→ **Given task**
List each line in the entries below that contains the word "city", copying every such line in full.

→ **The records**
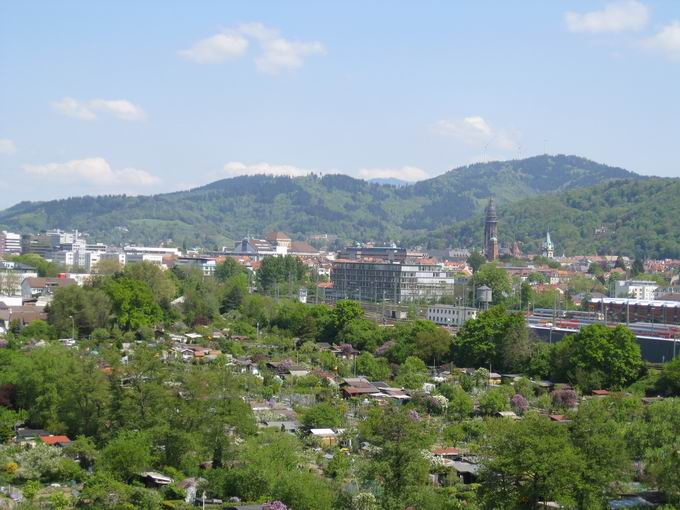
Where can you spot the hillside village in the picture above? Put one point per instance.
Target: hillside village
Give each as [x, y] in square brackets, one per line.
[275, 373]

---

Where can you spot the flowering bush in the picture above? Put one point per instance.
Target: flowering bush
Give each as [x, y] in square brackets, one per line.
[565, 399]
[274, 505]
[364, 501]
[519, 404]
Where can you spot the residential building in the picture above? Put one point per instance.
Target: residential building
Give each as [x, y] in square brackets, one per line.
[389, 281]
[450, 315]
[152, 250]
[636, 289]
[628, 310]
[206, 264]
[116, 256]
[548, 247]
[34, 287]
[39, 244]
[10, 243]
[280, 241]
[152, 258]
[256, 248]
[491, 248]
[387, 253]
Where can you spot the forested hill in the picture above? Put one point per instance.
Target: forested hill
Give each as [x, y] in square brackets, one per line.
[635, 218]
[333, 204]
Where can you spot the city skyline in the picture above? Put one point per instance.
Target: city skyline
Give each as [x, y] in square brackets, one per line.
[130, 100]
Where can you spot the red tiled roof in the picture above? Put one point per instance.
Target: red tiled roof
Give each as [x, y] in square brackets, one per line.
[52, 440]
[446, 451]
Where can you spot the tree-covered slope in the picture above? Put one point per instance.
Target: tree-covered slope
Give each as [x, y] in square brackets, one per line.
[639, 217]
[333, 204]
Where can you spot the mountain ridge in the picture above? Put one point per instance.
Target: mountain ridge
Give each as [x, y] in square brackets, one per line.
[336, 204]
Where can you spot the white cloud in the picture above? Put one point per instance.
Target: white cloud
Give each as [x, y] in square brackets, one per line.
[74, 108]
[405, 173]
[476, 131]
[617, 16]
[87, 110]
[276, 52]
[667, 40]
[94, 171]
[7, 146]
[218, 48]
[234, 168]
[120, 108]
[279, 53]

→ **Complete output**
Where can you spot the city skyline in the picture above? Put one point per instance.
Target: city skyline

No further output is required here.